(AVAILABLE DATA begins)

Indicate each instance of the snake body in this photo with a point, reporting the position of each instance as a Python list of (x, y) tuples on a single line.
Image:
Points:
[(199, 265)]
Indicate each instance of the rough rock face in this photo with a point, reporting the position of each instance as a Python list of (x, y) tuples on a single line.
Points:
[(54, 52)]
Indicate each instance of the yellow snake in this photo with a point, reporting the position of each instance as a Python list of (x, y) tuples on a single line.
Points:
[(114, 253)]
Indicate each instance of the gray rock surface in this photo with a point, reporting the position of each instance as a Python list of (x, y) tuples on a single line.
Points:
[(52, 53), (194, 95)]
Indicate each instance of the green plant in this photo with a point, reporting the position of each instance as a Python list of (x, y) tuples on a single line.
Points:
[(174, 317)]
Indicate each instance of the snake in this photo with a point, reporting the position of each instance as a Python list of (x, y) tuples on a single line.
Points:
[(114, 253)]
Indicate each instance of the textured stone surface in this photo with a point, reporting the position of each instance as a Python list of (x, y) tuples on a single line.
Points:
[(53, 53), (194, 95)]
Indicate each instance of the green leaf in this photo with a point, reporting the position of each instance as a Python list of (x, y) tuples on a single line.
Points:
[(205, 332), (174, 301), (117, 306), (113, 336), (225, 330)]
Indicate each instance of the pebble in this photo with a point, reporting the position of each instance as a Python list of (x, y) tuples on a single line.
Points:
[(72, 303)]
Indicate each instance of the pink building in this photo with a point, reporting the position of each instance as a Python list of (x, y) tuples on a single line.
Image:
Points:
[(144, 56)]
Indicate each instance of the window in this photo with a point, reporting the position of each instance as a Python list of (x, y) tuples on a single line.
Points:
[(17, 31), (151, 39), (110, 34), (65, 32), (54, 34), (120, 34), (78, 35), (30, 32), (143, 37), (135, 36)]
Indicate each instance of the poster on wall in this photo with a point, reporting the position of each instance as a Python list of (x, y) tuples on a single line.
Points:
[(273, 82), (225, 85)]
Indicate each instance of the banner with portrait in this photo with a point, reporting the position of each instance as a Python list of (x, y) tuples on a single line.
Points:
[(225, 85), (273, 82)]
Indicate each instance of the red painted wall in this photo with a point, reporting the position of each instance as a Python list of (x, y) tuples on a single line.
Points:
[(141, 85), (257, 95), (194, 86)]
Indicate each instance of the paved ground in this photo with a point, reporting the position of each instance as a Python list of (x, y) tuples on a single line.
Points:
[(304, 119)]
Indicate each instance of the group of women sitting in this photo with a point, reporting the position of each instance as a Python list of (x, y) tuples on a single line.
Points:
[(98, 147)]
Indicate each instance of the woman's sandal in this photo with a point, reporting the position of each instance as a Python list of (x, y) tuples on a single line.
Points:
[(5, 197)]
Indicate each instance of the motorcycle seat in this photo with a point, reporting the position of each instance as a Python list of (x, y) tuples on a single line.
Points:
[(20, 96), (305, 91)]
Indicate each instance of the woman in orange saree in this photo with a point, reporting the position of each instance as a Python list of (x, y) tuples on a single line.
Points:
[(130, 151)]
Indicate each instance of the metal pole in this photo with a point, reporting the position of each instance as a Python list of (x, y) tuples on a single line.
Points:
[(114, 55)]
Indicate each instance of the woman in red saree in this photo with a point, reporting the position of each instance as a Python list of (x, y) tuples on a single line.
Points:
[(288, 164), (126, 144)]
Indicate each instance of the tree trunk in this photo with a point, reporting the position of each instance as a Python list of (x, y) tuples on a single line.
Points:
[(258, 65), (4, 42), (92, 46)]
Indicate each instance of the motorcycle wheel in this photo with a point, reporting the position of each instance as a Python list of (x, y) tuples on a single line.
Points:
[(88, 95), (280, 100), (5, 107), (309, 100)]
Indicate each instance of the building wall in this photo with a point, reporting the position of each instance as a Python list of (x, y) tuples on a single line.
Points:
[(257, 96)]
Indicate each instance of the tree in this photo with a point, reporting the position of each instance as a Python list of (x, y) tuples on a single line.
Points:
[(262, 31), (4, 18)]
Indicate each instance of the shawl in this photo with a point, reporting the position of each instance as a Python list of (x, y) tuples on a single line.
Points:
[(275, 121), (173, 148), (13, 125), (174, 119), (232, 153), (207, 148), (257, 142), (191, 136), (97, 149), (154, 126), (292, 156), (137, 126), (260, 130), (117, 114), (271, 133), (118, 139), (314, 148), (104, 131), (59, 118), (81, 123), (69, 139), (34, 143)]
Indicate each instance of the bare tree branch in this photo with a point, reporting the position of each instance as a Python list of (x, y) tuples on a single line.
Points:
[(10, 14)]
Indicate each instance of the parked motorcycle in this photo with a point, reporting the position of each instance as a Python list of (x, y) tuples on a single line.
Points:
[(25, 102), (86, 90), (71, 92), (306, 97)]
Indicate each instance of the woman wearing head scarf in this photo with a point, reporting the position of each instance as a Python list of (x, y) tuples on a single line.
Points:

(AVAILABLE DATA ends)

» BRIEF: Go through the data above and copy all of it exactly.

» TASK OUTPUT:
Indicate each instance of the snake body in this photo with a point, reporting the position of each instance as a Python list of (x, y) tuples on a single line.
Image:
Points:
[(199, 265)]
Indicate each instance of the rough rock face in this photo with a point, reporting the position of each instance as a Python list of (x, y) tuples on a single line.
Points:
[(54, 52)]
Indicate each instance of the yellow snake in this photo with a point, reporting the position of each instance as a Python list of (x, y) tuples on a single line.
Points:
[(114, 253)]
Indicate each instance of the gray rock surface in this photo with a point, reporting the position of each instance as a Python list of (x, y) tuples on a single line.
Points:
[(52, 53), (194, 95)]
Indicate each instance of the green plant in this photo with a point, reporting the position of each instance as a Python list of (x, y) tuples on a single line.
Points:
[(174, 317)]
Indicate each instance of the snake in this photo with a point, reporting the position of each instance as a Python list of (x, y) tuples on a single line.
Points:
[(114, 253)]
Indicate each instance of the textured stone surface in this photo with a point, reporting the position of each instance as a Python list of (x, y) tuples on a single line.
Points:
[(53, 53), (194, 95)]
Indicate each instance of the green leaf in this photo with a point, reporting the position of each instance as a Python list of (x, y) tuples on a single line.
Points:
[(205, 332), (174, 301), (117, 306), (113, 336), (225, 330)]
Indicate each instance of the pebble in this photo with a point, reporting the position of each instance as a Python list of (x, y) tuples on a single line.
Points:
[(72, 303)]
Indicate each instance of the pink building in this photo with a point, reporting the position of each instance as a Python list of (x, y) tuples on a single line.
Image:
Points:
[(144, 56)]
Indicate each instance of the window in this photo with a point, reporting the position of each instance as a Python list of (x, y) tuples on a single line.
Points:
[(17, 31), (151, 39), (110, 34), (65, 32), (54, 34), (120, 34), (78, 35), (30, 32), (143, 37), (135, 36)]
Indicate each instance of the poster on wall in this photo with a point, reporting the position of each instance as a Python list of (x, y) tuples on a single line.
Points:
[(273, 82), (225, 85)]
Indicate each instance of the banner with portrait in this photo with a point, reporting the position of each instance as a Python list of (x, y) tuples on a single line.
Points:
[(225, 85), (273, 82)]
Indicate each instance of the red painted wall in this photo with a point, reporting the position of each instance as a Python list of (x, y) tuples on a single line.
Points:
[(141, 85), (257, 95), (194, 86)]
Indicate each instance of the paved ground in this photo with a point, reporting the position of each instance as a Python list of (x, y) tuples on a single line.
Points:
[(304, 119)]
Indicate each instance of the group of women sitting in this photo with a point, reporting the position of each instance as a Python list of (x, y) tuples on a single line.
Points:
[(98, 147)]
Indicate each instance of the woman's sandal in this photo with a point, reporting the position of each instance as a Python list of (x, y) tuples on a single line.
Points:
[(5, 197)]
Indicate each instance of the motorcycle seat in this photo with a point, reporting the position of each instance as a Python list of (x, y) tuples on a single line.
Points:
[(20, 96), (305, 91)]
Indicate each instance of the woman in orange saree in this photo with a point, reporting the position of each instance as a Python list of (x, y) tuples on a single line.
Points:
[(130, 151)]
Indicate each instance of the metal pole in this photo with a point, reporting the position of each instance as a Python list of (x, y) tuples on a single line.
Points:
[(114, 55)]
Indicate each instance of the woman in red saree in this photo with a point, reporting the position of each instance as a Python list of (x, y) tuples on a single line.
Points:
[(288, 164), (126, 144)]
Indicate each instance of the tree trunk in this photo with a point, reporting the position of each instance as a Python list of (x, y) tuples on a single line.
Points:
[(258, 65), (4, 42), (92, 46)]
Indicate each instance of the motorcycle wheel in this photo with a point, reporting the position of each instance as a Python list of (x, y) tuples on a single line.
Points:
[(88, 95), (280, 100), (5, 107), (309, 100)]
Indicate each instance of the building wall in this photo with a point, reporting the position of each instance as a Python list of (x, y) tuples on a single line.
Points:
[(257, 96)]
Indicate each instance of the tree in this photo with a point, reporting the position of each instance as a Python list of (x, y) tuples on a single line.
Points:
[(262, 31), (4, 18)]
Indicate each instance of the shawl in this photo with a point, reporting the position of each instance as a Python list of (x, y) tuples on a single line.
Points:
[(275, 121), (173, 148), (13, 125), (174, 119), (232, 153), (207, 148), (257, 142), (191, 136), (97, 149), (154, 126), (292, 156), (137, 126), (260, 130), (117, 114), (271, 133), (118, 139), (314, 148), (104, 131), (59, 118), (81, 123), (69, 139), (34, 143)]
Indicate each instance of the bare tree branch in this photo with a point, reporting the position of each instance as a Python list of (x, y) tuples on a single line.
Points:
[(10, 14)]
Indicate each instance of the parked motorcycle in this photo with a point, reporting the position of each instance as a Python list of (x, y) tuples on a single line.
Points:
[(25, 102), (86, 90), (71, 92), (306, 97)]
Indicate each instance of the woman wearing head scarf in this photo with a point, reporting the position of each instance as a Python list of (x, y) tuples on a single line.
Points:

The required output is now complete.